***** GIVEN DATA *****

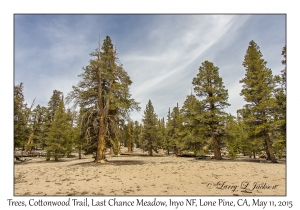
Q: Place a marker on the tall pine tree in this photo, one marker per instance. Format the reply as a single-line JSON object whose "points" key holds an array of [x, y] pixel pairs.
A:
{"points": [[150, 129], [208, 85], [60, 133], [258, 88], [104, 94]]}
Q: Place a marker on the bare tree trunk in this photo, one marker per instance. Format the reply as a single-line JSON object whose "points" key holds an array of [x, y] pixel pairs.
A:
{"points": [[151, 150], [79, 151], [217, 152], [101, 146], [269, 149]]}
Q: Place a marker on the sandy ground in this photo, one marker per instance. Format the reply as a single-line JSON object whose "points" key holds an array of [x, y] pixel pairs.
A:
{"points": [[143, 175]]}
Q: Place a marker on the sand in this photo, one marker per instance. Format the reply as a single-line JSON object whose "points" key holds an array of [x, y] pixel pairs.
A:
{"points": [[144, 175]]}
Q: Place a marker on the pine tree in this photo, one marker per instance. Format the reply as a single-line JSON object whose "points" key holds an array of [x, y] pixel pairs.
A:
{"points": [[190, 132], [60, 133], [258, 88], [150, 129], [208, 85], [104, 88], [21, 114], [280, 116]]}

*****
***** GIVEN DATA *****

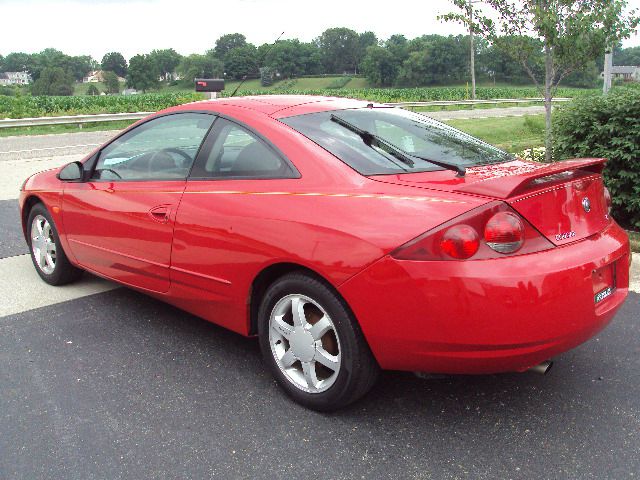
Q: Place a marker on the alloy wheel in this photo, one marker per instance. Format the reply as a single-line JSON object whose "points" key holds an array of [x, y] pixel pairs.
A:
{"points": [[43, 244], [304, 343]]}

*****
***** GIVEN DATA *****

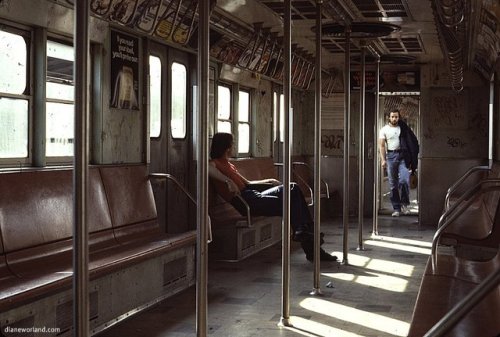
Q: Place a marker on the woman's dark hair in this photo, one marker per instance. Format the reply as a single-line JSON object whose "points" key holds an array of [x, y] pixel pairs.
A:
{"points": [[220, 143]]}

*****

#### PROBLEM DETAILS
Reproduce word for word the material above, beginning with the line that contains "Q: Place a marker on the tall" and ending with the line that contains "Q: Place a marker on the bare".

#### ANSWER BELOW
Q: Place a marker on the tall pine tree in this photo, one marker per instance. Format the reply as a single-line JSON object whose "points" key holds an array of [x, y] pixel pairs.
A:
{"points": [[150, 129], [208, 85], [60, 133], [258, 88], [104, 94]]}
Q: Place a marker on the bare tree trunk in this photo, one marker per instance. Format the reply as a single-line JSON object whose "points" key holds an array of [x, y] pixel pairs.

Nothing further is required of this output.